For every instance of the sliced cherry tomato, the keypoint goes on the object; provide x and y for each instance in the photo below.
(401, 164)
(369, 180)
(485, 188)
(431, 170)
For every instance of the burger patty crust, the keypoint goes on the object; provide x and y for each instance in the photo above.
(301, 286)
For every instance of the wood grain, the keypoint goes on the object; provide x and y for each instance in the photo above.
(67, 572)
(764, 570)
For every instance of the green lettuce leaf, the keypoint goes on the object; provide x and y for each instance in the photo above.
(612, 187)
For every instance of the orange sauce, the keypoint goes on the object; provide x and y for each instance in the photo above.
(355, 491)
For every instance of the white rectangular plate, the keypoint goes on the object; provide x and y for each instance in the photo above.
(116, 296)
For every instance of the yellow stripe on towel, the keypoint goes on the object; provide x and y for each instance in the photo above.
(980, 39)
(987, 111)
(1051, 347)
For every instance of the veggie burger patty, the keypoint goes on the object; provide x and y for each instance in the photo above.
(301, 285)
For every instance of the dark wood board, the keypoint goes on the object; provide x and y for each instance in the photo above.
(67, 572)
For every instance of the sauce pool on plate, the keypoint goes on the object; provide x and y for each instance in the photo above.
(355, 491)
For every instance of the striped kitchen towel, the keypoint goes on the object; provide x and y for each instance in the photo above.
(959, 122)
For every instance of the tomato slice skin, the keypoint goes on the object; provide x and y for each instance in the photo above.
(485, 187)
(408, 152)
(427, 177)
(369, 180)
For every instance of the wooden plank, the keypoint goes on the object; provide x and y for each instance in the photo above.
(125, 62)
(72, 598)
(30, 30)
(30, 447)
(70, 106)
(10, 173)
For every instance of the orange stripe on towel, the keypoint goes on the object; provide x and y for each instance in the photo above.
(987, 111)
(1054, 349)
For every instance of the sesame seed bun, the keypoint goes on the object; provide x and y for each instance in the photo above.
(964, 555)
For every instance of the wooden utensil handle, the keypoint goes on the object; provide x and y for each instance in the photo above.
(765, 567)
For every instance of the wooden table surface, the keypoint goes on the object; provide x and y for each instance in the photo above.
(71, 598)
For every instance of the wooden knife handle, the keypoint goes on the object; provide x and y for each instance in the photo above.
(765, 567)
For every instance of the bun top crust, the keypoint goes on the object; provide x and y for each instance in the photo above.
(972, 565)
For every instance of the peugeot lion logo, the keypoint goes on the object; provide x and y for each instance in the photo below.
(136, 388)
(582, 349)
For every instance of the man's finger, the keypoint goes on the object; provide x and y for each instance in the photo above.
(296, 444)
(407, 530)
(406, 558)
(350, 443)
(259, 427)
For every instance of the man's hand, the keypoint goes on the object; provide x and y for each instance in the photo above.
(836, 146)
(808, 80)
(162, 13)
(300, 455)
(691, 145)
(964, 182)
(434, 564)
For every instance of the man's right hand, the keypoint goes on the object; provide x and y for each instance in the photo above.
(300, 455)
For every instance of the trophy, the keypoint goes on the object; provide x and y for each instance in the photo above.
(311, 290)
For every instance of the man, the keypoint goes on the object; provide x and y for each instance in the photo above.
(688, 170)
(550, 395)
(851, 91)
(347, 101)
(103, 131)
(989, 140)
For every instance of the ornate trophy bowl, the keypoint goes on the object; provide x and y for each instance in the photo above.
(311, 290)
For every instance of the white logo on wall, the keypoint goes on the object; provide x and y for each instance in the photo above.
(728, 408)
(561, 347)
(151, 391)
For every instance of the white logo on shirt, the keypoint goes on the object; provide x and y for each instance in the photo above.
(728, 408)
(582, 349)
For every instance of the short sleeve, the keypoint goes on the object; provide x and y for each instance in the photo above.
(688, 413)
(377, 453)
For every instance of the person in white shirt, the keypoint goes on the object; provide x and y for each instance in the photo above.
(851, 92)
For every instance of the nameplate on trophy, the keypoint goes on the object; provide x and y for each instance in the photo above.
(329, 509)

Aim :: Copy out all of the records above word for word, with no changes.

Finished answer ::
For every instance of the sliced cherry tomato, the keypoint goes on the object; provide x and y for each instance in the photo below.
(401, 164)
(369, 180)
(485, 188)
(431, 170)
For every instance of the burger patty crust, the keypoint goes on the object; provide x and y for each instance in the photo above.
(301, 286)
For every instance of the wood grain, the keypoint goes on the object; provide x and y for each instance in the photo above.
(67, 572)
(764, 570)
For every instance of the green lettuce leaf, the keypoint goes on the object; provide x and y for each instance in the photo above.
(612, 187)
For every instance of the orange sauce, the keypoint goes on the object; provide x and y for each instance in the photo above.
(355, 491)
For every instance of the white rectangular plate, the keypoint goes on the object; provide x and y for each instance in the photo above.
(116, 296)
For every instance of the yellow stripe on towel, the keypoint goes on the object; provide x and y for each instance in the photo above.
(980, 39)
(987, 111)
(1051, 347)
For every instance of the veggie burger patty, the keypoint goes on the object; provide x and y for each instance in the photo above.
(301, 285)
For every instance of the dark wood board, the keypoint goes on the object; provide x and y for each instance in the photo above.
(67, 572)
For every instance of the sauce pool on plate, the keypoint goes on the object; provide x and y for each instance in the photo above.
(355, 491)
For every instance of the striped kitchen towel, the keypoint goes on the object; provide x and y for each instance in the photo above.
(959, 122)
For every instance of the tomato slice skin, the keypoint goes on the object; provide x and y for each instance in the photo above.
(485, 187)
(408, 152)
(427, 177)
(369, 180)
For every instance of the wooden plank, the keypoint goes on the object; provide x and y for each instance in the photo above.
(125, 62)
(72, 598)
(30, 30)
(30, 447)
(70, 106)
(10, 173)
For every instance of the orange stripe on towel, the keypoint goes on the object; provide x and y for each instance in the photo above.
(987, 111)
(1054, 349)
For every instance of the sesame seed bun, the keypoint goes on the object; provide x and y for each instance in the photo above.
(964, 555)
For every instance of the wooden utensil handle, the keypoint goes on the object; provide x and y for each instance in the photo above.
(765, 567)
For every instance of the wooden table surface, the keypoint goes on the object; provide x and y for each instance in the photo above.
(71, 598)
For every instance of the wooden knife handle, the keypoint goes on the object; provide x and y for each instance in the photo above.
(765, 567)
For every instance of the bun top crust, the keypoint goes on the object; provide x and y for each instance in the photo above.
(972, 565)
For every instance of the peugeot lion logo, the keypoint goes on the object; provide x and y for each instance in the photo below.
(136, 388)
(582, 349)
For every instance of the man's finger, the keypoint goes on the object; provide x and y for each instance in the photo above.
(296, 444)
(407, 530)
(406, 558)
(350, 443)
(259, 427)
For every instance of the man's hand, the keypoint goes on the object; provide x and y for each instance in the photo above.
(836, 146)
(808, 80)
(162, 13)
(300, 455)
(691, 145)
(964, 182)
(434, 564)
For every instance of the man's right hand, the keypoint goes on the object; provide x and y for each instance in the photo above.
(300, 455)
For every instance of the trophy, the keypoint goes on the object; provide x and y for each instance in the photo above.
(311, 290)
For every instance of the man, the keypoint goes on the object; provide x and y for each instance in the photo above.
(688, 170)
(550, 395)
(851, 91)
(347, 101)
(103, 131)
(989, 140)
For every instance of the ornate trophy bowl, the keypoint goes on the object; provide x and y for each instance in the photo above.
(311, 290)
For every instance of the white logo on wall, the keypoint goes on the object; provide x and y for each instance in the photo above.
(728, 408)
(561, 347)
(151, 391)
For every instance of the white logo on shirt, the keypoint goes on the object; provide x and y for each instance in the photo above.
(728, 408)
(582, 349)
For every instance of the short sleeve, the keypoint goes on the object; provide x and y for each instance in the photo above.
(688, 413)
(377, 453)
For every instance of the person in white shirt, the keypoint goes on the object; provide x and y for each instance in the photo above.
(851, 92)
For every instance of the nameplate on trophy, the keypoint goes on the object; provide x and y for each instance in the photo above.
(329, 509)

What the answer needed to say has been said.